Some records
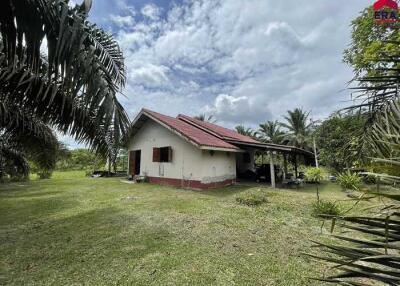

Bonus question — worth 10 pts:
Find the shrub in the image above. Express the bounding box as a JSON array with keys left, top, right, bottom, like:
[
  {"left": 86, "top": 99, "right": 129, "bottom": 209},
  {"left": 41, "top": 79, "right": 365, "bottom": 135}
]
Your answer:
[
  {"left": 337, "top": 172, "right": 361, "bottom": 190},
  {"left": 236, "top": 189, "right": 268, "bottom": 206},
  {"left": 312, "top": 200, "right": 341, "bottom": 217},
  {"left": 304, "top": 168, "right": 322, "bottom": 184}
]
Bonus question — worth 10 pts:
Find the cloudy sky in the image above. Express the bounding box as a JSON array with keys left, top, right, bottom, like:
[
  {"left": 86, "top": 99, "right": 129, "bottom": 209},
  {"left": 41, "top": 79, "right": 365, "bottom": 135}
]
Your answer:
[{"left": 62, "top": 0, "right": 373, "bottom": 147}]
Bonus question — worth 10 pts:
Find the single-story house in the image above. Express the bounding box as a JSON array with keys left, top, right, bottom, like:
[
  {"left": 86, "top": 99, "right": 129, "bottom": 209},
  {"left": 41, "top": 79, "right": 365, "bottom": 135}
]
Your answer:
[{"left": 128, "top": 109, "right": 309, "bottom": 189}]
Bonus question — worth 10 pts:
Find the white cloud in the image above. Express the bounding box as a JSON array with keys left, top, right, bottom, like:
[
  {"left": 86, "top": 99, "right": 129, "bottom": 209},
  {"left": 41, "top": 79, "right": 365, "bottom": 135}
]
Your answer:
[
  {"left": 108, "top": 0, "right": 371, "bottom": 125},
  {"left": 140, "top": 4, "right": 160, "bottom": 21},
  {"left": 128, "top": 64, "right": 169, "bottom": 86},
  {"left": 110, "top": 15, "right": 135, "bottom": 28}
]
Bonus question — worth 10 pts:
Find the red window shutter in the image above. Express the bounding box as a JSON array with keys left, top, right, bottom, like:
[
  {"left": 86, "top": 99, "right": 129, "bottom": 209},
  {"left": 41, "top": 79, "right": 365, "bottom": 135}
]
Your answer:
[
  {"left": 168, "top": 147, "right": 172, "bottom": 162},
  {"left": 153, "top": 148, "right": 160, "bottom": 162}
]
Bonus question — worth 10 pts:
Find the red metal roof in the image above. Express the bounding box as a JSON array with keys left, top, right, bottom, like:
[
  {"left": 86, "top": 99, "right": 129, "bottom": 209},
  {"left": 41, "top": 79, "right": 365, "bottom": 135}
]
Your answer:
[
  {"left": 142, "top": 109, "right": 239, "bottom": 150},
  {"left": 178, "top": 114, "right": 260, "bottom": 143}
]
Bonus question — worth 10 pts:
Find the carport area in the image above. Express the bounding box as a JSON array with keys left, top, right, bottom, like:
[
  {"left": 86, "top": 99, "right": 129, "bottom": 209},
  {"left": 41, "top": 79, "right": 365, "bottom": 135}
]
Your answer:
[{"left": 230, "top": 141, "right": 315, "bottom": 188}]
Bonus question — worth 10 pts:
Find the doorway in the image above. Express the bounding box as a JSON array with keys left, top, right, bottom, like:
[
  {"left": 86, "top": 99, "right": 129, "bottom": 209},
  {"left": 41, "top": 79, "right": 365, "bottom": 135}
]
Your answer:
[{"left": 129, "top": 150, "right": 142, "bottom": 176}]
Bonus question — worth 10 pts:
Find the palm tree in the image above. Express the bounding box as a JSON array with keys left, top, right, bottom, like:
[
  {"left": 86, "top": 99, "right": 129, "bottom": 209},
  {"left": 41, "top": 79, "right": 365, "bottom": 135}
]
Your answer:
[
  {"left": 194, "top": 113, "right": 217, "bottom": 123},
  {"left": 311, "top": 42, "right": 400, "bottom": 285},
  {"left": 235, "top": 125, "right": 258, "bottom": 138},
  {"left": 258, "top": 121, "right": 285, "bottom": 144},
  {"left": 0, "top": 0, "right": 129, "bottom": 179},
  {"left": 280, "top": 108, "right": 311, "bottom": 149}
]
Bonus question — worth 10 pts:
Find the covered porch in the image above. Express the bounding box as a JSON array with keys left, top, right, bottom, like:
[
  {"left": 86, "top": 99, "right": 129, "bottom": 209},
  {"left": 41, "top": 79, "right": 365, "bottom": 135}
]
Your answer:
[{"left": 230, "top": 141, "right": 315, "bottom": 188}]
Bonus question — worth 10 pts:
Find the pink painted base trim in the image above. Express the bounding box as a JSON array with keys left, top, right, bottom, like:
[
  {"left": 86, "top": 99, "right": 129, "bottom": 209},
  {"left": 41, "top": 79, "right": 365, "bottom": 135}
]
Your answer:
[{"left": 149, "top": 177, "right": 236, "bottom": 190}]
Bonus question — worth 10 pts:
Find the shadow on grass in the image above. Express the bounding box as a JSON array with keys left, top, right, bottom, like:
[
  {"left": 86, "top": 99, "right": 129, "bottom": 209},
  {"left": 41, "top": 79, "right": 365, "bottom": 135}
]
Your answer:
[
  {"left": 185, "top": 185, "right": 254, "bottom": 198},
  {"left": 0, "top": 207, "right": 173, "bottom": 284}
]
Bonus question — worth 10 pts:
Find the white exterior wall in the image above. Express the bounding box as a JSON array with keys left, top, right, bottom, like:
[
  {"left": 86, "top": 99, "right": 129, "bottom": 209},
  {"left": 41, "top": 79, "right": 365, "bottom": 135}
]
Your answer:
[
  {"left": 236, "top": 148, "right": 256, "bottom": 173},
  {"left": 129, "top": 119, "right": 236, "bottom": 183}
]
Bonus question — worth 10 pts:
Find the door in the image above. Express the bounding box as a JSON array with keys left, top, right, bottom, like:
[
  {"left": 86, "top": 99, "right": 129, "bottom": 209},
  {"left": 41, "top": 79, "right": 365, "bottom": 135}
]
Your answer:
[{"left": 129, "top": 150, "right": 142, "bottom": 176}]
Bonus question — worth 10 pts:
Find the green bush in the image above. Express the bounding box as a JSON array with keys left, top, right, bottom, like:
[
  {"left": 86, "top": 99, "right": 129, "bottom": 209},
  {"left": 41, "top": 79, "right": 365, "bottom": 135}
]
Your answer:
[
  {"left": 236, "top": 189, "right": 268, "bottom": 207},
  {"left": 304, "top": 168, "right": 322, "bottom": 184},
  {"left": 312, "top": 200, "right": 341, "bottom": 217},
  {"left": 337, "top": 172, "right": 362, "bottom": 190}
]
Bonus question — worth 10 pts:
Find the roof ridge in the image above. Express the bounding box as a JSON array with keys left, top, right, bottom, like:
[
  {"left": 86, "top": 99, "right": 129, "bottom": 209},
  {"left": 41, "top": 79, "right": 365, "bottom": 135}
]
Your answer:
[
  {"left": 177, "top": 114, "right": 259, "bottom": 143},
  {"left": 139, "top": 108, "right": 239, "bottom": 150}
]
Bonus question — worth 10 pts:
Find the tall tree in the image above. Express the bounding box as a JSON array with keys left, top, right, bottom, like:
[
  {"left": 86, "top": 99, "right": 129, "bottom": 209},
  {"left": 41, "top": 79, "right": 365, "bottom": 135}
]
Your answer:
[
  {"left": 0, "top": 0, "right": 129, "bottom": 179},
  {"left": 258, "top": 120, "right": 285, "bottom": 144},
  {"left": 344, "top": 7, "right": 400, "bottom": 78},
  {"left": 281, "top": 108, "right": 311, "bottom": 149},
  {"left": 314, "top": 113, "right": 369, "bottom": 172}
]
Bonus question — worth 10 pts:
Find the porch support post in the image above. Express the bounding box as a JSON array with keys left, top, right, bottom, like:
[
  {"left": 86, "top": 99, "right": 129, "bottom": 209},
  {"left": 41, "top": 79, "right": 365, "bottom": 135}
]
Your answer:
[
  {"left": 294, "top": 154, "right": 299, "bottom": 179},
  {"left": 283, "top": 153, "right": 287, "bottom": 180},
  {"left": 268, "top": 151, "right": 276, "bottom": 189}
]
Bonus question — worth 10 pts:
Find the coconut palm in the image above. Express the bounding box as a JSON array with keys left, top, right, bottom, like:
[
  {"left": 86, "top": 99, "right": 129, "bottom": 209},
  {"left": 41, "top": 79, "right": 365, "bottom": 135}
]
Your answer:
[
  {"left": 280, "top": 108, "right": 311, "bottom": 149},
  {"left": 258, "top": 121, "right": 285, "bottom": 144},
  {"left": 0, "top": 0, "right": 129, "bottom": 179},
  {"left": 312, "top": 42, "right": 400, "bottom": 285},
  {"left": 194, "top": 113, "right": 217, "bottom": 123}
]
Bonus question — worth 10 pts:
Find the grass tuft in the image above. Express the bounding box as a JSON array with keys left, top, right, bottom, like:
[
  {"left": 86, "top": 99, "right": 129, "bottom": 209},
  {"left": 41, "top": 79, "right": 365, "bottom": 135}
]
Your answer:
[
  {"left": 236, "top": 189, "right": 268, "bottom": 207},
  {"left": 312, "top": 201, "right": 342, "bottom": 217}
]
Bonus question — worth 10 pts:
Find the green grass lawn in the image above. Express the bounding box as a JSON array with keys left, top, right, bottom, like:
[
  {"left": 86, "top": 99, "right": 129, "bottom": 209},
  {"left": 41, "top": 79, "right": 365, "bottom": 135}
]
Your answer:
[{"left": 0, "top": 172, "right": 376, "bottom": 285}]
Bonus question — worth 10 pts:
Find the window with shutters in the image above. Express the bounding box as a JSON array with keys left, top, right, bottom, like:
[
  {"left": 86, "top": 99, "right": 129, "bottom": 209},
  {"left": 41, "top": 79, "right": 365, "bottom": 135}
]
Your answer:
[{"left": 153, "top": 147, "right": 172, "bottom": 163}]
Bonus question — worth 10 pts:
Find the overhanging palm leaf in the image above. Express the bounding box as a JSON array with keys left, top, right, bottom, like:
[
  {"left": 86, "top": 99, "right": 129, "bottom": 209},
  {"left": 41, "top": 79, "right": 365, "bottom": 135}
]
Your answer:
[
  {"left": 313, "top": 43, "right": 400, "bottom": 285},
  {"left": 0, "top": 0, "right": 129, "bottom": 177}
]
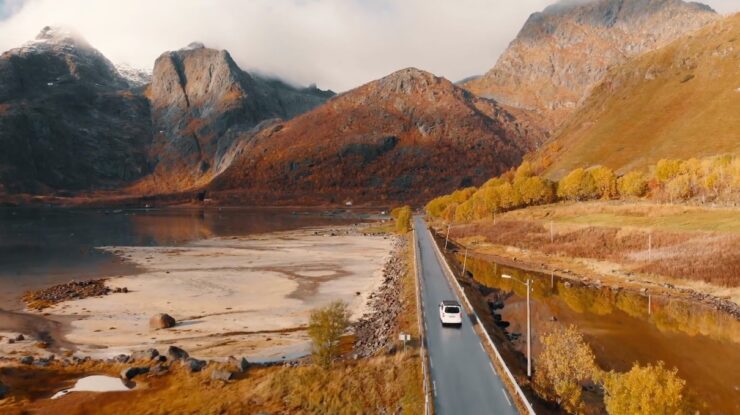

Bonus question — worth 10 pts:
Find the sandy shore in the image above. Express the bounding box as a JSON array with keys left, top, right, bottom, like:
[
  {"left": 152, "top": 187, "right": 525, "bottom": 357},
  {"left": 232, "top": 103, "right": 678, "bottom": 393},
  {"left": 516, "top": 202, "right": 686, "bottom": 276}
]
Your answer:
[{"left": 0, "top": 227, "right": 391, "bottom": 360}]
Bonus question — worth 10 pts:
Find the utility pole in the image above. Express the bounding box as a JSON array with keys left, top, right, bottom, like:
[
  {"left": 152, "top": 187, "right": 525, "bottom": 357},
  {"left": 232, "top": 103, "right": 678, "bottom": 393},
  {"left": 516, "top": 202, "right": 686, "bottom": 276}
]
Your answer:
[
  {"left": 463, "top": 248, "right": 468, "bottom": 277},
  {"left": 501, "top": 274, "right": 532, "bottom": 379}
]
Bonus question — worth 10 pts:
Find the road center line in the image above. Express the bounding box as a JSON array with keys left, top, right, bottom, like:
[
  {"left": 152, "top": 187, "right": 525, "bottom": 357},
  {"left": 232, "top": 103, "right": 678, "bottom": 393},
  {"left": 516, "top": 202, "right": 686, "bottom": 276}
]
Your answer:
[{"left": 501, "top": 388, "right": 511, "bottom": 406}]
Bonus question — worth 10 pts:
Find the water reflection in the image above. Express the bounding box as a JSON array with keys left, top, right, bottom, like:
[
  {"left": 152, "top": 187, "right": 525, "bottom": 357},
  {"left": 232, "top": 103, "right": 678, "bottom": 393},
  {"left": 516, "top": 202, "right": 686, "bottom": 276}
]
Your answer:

* _DIRECTIVE_:
Extract every line from the entries above that contains the string "roof". Case counts.

* _FINAL ANSWER_:
Find the red metal roof in the image above. Express the bounding box as a JSON array with keys left, top, right, bottom, like:
Find the roof ridge in the image above. Express the bounding box as a JSON array with keys left, top, right, bottom, like:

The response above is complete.